Exercise description » Repeat only the stretch of lines below that runs from the line with "Tag every instance of the gradient" through the line with "Tag every instance of the steep", unaltered.
........
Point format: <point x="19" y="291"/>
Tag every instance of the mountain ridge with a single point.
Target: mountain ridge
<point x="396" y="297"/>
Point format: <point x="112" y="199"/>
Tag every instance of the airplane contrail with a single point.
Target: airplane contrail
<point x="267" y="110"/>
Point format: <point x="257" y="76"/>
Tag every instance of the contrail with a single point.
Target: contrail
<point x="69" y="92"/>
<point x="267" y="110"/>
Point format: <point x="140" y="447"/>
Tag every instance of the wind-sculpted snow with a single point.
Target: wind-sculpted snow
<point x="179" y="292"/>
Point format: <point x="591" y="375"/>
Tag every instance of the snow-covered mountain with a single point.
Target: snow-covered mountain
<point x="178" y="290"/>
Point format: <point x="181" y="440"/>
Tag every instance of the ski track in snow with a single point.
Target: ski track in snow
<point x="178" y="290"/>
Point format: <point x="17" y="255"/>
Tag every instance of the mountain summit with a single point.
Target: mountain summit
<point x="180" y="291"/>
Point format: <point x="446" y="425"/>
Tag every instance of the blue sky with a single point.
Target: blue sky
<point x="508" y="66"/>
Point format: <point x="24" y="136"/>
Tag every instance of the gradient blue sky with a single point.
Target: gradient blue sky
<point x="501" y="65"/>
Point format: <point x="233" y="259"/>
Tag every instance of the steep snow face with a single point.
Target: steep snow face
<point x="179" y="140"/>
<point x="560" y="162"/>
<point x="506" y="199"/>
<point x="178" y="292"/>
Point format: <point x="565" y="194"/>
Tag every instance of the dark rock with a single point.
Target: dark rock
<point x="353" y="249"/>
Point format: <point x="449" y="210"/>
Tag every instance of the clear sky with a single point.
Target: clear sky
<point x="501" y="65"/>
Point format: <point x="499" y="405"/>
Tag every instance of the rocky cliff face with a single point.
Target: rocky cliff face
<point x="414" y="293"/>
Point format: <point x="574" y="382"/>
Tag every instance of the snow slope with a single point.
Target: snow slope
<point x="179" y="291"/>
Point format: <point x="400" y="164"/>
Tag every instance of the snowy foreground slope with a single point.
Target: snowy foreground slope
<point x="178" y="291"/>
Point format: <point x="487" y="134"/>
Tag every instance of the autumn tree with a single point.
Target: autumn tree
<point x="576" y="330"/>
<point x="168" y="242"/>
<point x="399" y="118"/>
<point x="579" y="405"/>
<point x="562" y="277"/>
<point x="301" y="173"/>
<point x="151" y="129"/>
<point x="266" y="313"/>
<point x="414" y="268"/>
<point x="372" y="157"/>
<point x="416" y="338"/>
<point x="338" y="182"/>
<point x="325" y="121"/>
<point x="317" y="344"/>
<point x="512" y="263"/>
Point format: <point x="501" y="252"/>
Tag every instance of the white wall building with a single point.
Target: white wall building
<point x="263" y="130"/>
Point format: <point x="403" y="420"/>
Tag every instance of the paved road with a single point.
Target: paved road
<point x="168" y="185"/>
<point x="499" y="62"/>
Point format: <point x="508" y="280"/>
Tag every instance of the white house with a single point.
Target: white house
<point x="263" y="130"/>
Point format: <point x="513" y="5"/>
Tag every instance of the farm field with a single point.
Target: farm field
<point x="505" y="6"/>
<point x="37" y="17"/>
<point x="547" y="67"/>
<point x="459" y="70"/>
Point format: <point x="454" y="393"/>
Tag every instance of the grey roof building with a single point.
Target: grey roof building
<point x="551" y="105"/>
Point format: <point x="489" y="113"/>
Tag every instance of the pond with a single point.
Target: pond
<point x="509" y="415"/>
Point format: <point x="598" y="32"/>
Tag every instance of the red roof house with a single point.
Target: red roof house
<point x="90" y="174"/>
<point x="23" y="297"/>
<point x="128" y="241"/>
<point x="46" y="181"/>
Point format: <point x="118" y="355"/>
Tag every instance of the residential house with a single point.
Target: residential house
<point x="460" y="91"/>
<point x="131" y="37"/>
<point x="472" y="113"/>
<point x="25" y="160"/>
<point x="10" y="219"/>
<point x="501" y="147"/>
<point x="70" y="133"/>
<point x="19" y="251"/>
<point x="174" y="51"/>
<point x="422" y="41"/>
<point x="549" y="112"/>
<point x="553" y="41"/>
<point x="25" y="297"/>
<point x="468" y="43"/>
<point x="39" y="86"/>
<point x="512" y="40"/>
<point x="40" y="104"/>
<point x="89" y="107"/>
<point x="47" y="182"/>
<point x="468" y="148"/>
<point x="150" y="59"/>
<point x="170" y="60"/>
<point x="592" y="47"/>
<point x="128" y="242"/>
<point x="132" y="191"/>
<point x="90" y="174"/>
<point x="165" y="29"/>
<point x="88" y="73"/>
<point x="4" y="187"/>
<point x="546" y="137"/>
........
Reply »
Tag every instance of the gradient blue sky with a single point.
Target: gradient blue sky
<point x="501" y="65"/>
Point format: <point x="233" y="259"/>
Tag every instance of the steep snow face with a single point.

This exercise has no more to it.